EXTRACTED RECORDS =>
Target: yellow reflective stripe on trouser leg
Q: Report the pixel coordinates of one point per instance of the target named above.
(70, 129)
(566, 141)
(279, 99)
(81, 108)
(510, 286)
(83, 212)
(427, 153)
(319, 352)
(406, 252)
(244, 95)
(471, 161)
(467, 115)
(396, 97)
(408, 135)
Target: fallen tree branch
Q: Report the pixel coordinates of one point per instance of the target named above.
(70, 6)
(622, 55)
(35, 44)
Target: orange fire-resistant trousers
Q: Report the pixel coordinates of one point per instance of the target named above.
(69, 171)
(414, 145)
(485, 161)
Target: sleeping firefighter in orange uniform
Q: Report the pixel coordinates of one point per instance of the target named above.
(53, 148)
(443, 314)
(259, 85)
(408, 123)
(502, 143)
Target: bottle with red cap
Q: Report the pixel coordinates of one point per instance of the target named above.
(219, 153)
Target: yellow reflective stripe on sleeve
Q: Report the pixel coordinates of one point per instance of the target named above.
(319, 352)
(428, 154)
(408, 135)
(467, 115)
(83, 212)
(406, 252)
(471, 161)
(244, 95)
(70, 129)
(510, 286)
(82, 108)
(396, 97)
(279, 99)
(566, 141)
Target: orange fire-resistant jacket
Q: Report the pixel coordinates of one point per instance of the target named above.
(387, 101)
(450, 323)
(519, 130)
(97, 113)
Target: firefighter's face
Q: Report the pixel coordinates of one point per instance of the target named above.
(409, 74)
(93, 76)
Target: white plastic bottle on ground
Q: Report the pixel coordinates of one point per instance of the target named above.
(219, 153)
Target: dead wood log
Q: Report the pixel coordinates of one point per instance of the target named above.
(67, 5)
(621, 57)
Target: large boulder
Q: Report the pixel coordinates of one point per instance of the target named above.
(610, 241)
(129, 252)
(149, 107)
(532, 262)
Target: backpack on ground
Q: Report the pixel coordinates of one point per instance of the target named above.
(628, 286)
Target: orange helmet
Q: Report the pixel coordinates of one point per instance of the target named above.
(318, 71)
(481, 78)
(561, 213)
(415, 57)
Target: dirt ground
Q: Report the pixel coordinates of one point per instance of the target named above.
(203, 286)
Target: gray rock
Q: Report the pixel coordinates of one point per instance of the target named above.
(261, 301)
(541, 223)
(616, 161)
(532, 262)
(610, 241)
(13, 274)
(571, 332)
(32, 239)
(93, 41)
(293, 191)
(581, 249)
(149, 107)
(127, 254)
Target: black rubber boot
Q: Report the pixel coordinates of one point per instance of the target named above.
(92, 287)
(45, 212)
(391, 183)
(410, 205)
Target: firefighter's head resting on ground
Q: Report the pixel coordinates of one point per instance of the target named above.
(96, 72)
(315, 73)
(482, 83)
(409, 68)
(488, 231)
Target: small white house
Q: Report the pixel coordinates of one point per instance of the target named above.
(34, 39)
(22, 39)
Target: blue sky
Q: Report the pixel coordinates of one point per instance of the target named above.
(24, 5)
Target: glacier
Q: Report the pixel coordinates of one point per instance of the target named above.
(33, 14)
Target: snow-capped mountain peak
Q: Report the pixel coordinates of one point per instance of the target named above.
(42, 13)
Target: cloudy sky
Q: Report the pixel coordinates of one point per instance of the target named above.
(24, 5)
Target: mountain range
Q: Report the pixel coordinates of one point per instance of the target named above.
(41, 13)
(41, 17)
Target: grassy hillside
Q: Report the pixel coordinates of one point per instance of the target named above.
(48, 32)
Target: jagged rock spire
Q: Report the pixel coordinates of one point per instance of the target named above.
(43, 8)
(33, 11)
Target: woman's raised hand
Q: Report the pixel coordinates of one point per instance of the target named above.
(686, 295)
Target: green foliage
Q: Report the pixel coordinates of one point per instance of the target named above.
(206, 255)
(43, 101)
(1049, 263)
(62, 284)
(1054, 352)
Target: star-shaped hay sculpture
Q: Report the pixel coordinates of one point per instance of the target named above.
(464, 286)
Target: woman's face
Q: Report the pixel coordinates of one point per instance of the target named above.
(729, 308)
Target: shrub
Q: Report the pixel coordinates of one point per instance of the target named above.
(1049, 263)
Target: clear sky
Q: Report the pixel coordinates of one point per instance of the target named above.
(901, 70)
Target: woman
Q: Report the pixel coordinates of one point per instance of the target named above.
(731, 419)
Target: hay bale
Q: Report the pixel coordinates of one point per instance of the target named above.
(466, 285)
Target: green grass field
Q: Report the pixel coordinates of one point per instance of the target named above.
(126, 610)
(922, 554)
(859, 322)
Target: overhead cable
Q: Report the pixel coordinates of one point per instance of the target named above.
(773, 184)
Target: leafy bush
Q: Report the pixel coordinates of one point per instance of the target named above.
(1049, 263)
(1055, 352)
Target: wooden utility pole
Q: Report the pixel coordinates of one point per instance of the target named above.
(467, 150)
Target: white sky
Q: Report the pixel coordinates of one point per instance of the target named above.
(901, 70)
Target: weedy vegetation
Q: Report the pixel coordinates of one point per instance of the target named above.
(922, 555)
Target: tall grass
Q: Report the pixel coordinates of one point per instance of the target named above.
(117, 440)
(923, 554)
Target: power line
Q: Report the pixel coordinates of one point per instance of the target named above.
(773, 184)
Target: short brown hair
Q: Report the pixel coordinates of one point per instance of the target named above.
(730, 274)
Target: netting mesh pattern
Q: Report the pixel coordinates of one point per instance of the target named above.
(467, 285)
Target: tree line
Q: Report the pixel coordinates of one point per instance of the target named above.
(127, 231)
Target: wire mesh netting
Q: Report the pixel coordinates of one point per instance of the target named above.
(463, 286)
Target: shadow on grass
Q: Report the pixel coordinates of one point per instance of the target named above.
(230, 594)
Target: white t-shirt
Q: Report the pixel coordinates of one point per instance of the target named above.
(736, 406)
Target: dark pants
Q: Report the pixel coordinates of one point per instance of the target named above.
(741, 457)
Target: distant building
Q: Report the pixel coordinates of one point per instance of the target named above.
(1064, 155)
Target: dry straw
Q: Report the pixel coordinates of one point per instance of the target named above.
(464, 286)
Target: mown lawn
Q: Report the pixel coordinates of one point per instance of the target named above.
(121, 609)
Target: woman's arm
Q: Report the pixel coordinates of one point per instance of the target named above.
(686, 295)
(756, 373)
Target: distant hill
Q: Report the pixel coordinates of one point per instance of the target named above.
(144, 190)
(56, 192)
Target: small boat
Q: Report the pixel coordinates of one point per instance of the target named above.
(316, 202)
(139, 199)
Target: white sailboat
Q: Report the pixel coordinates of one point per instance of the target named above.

ABOUT THIS EXERCISE => Each line above must be reproduced exactly.

TASK OUTPUT =>
Target: yellow reflective stripe on trouser leg
Q: Report the pixel coordinates of one point per instance of the target named above.
(70, 129)
(566, 141)
(279, 99)
(81, 108)
(510, 286)
(83, 212)
(427, 153)
(319, 352)
(406, 252)
(244, 95)
(471, 161)
(467, 115)
(396, 97)
(408, 135)
Target: fallen tree branch
Q: Report the pixel coordinates of one point per instance of the target named above.
(70, 6)
(622, 55)
(35, 44)
Target: orange fire-resistant trousers
Q: Report the pixel coordinates of one point per instance of the target named above.
(69, 171)
(414, 145)
(485, 161)
Target: sleeping firefighter in orange uniform
Q: Report the pixel coordinates of one point per instance of the target named above.
(53, 148)
(443, 314)
(259, 85)
(408, 123)
(502, 143)
Target: bottle with red cap
Q: Report the pixel coordinates of one point per instance of the target named above.
(219, 153)
Target: yellow reflective stripe on sleeve
Q: Report the pixel coordinates of one point per instance of the target named above.
(319, 352)
(428, 154)
(408, 135)
(467, 115)
(83, 212)
(406, 252)
(471, 161)
(244, 95)
(70, 129)
(510, 286)
(82, 108)
(396, 97)
(279, 99)
(566, 141)
Target: orange fire-resistant jacket
Q: Report the pixel coordinates of one point per instance of the target named above.
(387, 101)
(450, 323)
(519, 130)
(97, 113)
Target: firefighter's face
Q: Report the pixel coordinates of one point per instance of the target named above.
(409, 74)
(93, 76)
Target: white plastic bottle on ground
Q: Report the pixel coordinates of one point per instance of the target named above.
(219, 153)
Target: dead wood log
Q: Report the pixel coordinates of one point per instance of the target named above.
(67, 5)
(621, 57)
Target: large boulder
Q: Report the pixel coordinates of one point per instance of the target named above.
(610, 241)
(129, 252)
(149, 107)
(532, 262)
Target: backpack on ground
Q: Report the pixel coordinates of one point per instance of the target named above.
(628, 286)
Target: orange helmet
Q: Report the pixel coordinates of one point per instance of the target named above.
(318, 71)
(481, 78)
(561, 213)
(415, 57)
Target: dirt ground
Q: Report the pixel coordinates of one point per instance of the target named above.
(203, 286)
Target: gray rock
Q: Report the pixel coordinates of one point per instance of the target named above.
(261, 301)
(541, 223)
(616, 161)
(532, 262)
(610, 241)
(13, 274)
(571, 332)
(32, 239)
(93, 41)
(293, 191)
(581, 249)
(149, 107)
(127, 254)
Target: black rubber boot
Q: Report the pixel coordinates of one point per instance of the target named above.
(92, 287)
(45, 212)
(391, 183)
(410, 205)
Target: firefighter's head resting on ground
Q: Report the pixel coordinates of one point per instance of the target named above.
(96, 72)
(315, 73)
(482, 83)
(409, 68)
(488, 231)
Target: small white house
Q: Report the pixel coordinates of one point per instance of the target named above.
(34, 39)
(22, 39)
Target: blue sky
Q: Report the pixel coordinates of one point per instance of the target named above.
(24, 5)
Target: glacier
Q: Report the pixel coordinates of one point per instance of the target named above.
(33, 14)
Target: snow-capped mountain peak
Q: Report the pixel coordinates of one point per instance of the target named above.
(42, 13)
Target: cloudy sky
Q: Report the pixel coordinates of one point per instance of the target named above.
(24, 5)
Target: mountain range
Q: Report the pixel coordinates of one point per instance of the target named above.
(41, 13)
(41, 17)
Target: grassy hillside
Q: Report the pixel coordinates of one point per instance of the target named above.
(48, 32)
Target: jagged rock spire
Q: Report the pixel coordinates of one point per instance of the target named above.
(43, 8)
(33, 11)
Target: woman's raised hand
Q: Report the pixel coordinates of one point per instance of the target named above.
(686, 295)
Target: green foliage
Q: Report the pixel coordinates of one point per instance of the target named above.
(206, 255)
(43, 101)
(1049, 263)
(62, 284)
(1054, 352)
Target: star-shaped hay sculpture
Q: Report the pixel coordinates of one point per instance of the target named above.
(464, 286)
Target: woman's face
Q: Report the pixel coordinates of one point per instance of the target named above.
(729, 308)
Target: shrub
Q: Report the pixel coordinates of one point per instance of the target named above.
(1049, 263)
Target: clear sky
Q: Report the pixel coordinates of one point per instance of the target named above.
(901, 70)
Target: woman
Q: Report the pixel coordinates of one point per instance of the target named above.
(731, 419)
Target: hay bale
Q: Report the pixel coordinates of one point per instance of the target named above.
(466, 285)
Target: green grass field
Q: Report the pixel coordinates of one point per instance of the target named above.
(126, 610)
(922, 554)
(859, 322)
Target: overhead cable
Q: Report the pixel coordinates of one point per instance of the target named above.
(773, 184)
Target: leafy bush
Q: Report the pixel coordinates of one point per instance of the target named above.
(1049, 263)
(1055, 352)
Target: wooden utility pole
Q: Report the pixel coordinates of one point per instance of the target named above.
(467, 150)
Target: white sky
Q: Report the pixel coordinates of one point per instance of the target named above.
(901, 70)
Target: weedy vegetation
Q: Report the pixel coordinates of one point per instance of the target named above.
(922, 555)
Target: tall grass
Q: Report the pixel coordinates of one point per instance of the target named above.
(117, 440)
(923, 554)
Target: power line
Q: Report the pixel coordinates of one point per instance of the target named above.
(773, 184)
Target: short brown hair
Q: Report the pixel coordinates of one point per instance of the target named above.
(730, 274)
Target: netting mesh pattern
Q: Report the pixel coordinates of one point per instance of the target named above.
(467, 285)
Target: tree line
Q: Report the pixel coordinates of one point per instance of the target named above.
(127, 231)
Target: wire mesh netting
Q: Report the pixel coordinates of one point per instance of the target named above.
(463, 286)
Target: shadow on grass
Q: Report the pixel coordinates of one point per instance of the target named above.
(230, 594)
Target: white t-shirt
Q: Report the pixel coordinates of one point per instance of the target named above.
(736, 406)
Target: dark pants
Q: Report the pixel coordinates of one point per instance of the target named above.
(741, 457)
Target: distant building
Q: Report the pixel coordinates of one point per instance of the target named above.
(1064, 155)
Target: dry straw
Q: Report the pixel coordinates of one point per instance of the target named above.
(464, 286)
Target: mown lawn
Q: Report the pixel coordinates of one point per instance of the target named above.
(121, 609)
Target: woman's arm
Q: Report the pixel coordinates of one point per instance of the target named above.
(686, 295)
(756, 373)
Target: distant hill
Q: Report the pixel coordinates of one point per instance of the target named above.
(144, 190)
(56, 192)
Target: small boat
Q: Report the pixel coordinates of one point per instance of the target named above.
(316, 202)
(139, 199)
Target: white sailboat
Q: Report the pixel coordinates of one point per instance of the target named above.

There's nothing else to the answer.